TASK SET
1. Answer the following from the Reuters report on French unemployment, one line each:
(a) What was the jobless rate in the third quarter?
(b) To what year do INSEE's records of quarterly increases go back?
(c) On what date was the second lockdown imposed?
2. Return word for word the stretch of the Reuters report on French unemployment from "INSEE said the" through "of the virus.".
3. Recast as a bulleted list the paragraph of the Reuters report on French unemployment that begins "INSEE said that marked", retaining its main facts.

EXTRACT PROVIDED
━━━━━━━━━━━━━━━━

PARIS (Reuters) – France’s unemployment rate rose to its highest level in two years in the third quarter, the INSEE statistics office said on Tuesday, as the euro zone’s second-biggest economy grapples with the fallout from the COVID-19 crisis.
INSEE said the jobless rate jumped to 9.0% from 7.1% in the second quarter, its highest level since the third quarter of 2018.
INSEE said that marked the single biggest quarterly increase on record going back to 1975, but it was largely because the rate had been skewed in the previous two quarters because people were not able to look for work due to a mid-March to mid-May coronavirus lockdown.
The surge risks putting President Emmanuel Macron’s goal of reducing unemployment to 7% by the end his term in 2022 out of reach. It he had inherited a jobless rate of 9.5% when he came to office in 2017.
France saw its worst post-war recession in the first and second quarters due to the lockdown, but the economy came back to life in the third quarter – before a second lockdown was imposed on Oct. 30 to contain a new wave of the virus.

━━━━━━━━━━━━━━━━

RECORDS SHOWN
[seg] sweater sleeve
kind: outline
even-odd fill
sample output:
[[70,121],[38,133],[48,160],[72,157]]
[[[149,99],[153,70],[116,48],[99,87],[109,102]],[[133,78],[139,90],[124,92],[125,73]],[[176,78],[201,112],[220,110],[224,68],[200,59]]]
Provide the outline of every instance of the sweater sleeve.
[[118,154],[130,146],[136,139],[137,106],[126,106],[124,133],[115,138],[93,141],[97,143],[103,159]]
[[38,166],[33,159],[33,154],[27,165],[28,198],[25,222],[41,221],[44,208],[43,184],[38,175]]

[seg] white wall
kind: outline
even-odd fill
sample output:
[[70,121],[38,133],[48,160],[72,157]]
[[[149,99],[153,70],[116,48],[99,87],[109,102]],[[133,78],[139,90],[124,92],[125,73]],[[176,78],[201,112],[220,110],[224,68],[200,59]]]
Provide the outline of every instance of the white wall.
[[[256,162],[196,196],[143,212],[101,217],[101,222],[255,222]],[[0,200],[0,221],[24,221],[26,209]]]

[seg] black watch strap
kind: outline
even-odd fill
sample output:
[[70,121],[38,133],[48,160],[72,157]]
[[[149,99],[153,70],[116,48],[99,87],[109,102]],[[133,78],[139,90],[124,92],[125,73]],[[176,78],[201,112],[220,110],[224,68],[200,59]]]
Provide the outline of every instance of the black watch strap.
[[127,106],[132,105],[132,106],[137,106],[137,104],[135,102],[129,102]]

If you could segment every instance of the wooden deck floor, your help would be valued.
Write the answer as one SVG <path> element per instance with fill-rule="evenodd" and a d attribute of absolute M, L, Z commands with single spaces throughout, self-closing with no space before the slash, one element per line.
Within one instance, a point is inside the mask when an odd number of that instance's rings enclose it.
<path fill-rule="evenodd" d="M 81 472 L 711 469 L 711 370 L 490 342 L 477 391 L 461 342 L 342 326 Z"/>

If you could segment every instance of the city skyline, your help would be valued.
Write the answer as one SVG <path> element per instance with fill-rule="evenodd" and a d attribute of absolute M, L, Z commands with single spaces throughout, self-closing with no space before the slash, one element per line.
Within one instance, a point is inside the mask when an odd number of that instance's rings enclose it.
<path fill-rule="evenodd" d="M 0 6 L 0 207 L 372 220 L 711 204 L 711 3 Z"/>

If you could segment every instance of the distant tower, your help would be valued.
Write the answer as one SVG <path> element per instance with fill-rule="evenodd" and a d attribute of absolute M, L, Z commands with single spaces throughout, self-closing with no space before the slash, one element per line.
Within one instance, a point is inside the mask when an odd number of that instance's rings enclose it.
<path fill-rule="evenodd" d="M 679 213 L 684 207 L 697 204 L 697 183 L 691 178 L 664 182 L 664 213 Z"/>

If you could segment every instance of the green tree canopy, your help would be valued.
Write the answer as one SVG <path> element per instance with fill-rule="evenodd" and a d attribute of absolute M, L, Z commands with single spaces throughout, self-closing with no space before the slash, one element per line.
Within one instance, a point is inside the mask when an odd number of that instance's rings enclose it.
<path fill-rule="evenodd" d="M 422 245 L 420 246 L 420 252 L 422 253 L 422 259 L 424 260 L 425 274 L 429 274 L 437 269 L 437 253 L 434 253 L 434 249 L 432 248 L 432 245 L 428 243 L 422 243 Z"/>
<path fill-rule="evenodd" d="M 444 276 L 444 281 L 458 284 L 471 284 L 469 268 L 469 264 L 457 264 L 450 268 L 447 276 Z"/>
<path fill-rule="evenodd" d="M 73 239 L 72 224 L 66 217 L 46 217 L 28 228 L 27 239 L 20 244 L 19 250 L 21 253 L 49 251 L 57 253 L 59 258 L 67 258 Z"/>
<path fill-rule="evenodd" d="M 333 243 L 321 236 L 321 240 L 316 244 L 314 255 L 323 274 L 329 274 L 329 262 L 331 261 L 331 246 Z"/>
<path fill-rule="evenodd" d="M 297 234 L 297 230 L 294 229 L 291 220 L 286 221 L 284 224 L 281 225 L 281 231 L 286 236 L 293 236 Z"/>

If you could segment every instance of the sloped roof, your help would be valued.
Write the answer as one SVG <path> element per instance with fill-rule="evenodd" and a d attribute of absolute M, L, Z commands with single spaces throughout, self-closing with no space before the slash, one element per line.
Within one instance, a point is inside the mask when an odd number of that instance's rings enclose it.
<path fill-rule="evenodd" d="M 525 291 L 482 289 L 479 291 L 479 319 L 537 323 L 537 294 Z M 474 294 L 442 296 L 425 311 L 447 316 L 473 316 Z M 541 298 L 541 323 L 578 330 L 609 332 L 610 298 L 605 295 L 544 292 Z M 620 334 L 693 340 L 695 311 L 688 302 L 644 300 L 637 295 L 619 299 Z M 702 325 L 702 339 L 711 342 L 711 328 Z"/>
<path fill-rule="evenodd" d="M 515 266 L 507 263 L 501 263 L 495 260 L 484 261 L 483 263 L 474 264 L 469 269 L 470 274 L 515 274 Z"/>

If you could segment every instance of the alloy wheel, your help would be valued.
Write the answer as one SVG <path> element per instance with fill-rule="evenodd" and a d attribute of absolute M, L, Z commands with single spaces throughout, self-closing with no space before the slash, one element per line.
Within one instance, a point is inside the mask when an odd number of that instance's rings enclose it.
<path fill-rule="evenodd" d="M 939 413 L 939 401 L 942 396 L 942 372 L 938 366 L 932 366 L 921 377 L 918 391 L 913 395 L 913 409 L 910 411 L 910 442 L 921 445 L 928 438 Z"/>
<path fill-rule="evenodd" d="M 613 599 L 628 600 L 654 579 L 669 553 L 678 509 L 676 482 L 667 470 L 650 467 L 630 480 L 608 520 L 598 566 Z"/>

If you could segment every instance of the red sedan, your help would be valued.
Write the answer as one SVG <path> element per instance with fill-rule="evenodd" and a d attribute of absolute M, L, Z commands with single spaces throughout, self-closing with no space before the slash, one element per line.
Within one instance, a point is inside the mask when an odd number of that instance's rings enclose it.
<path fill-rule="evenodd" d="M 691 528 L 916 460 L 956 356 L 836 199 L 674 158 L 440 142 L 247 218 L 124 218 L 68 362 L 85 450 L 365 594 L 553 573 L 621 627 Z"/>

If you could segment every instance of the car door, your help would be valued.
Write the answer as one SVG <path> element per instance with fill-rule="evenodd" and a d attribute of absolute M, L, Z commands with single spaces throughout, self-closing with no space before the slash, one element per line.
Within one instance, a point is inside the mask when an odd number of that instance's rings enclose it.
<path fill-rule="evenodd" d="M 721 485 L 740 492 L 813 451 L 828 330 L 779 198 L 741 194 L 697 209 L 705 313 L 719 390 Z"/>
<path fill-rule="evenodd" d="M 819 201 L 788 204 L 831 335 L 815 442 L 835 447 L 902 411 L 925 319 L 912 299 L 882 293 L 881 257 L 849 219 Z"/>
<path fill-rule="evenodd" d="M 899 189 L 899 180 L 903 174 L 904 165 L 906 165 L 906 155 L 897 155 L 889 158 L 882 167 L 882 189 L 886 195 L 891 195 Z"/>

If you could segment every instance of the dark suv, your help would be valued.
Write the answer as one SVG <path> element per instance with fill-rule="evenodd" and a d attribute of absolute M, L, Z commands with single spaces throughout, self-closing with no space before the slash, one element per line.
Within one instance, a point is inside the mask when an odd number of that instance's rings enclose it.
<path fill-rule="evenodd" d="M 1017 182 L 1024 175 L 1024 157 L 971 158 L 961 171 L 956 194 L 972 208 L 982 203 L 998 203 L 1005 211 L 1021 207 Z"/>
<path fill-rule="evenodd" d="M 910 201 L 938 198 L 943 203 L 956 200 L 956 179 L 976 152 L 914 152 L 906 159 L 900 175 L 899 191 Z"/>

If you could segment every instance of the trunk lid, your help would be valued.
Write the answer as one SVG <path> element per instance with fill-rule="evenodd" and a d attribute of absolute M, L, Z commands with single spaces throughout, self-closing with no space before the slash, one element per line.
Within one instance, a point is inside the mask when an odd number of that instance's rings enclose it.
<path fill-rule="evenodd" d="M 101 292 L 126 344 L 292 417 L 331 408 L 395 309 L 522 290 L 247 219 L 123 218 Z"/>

━━━━━━━━━━━━━━━━

SOLUTIONS BY TASK
1.
(a) 9.0%
(b) 1975
(c) Oct. 30

2.
INSEE said the jobless rate jumped to 9.0% from 7.1% in the second quarter, its highest level since the third quarter of 2018.
INSEE said that marked the single biggest quarterly increase on record going back to 1975, but it was largely because the rate had been skewed in the previous two quarters because people were not able to look for work due to a mid-March to mid-May coronavirus lockdown.
The surge risks putting President Emmanuel Macron’s goal of reducing unemployment to 7% by the end his term in 2022 out of reach. It he had inherited a jobless rate of 9.5% when he came to office in 2017.
France saw its worst post-war recession in the first and second quarters due to the lockdown, but the economy came back to life in the third quarter – before a second lockdown was imposed on Oct. 30 to contain a new wave of the virus.

3.
- INSEE said the rise was the single biggest quarterly increase on record, with records going back to 1975.
- The increase was largely due to the rate having been skewed in the previous two quarters.
- That skew arose because people were unable to look for work during the coronavirus lockdown from mid-March to mid-May.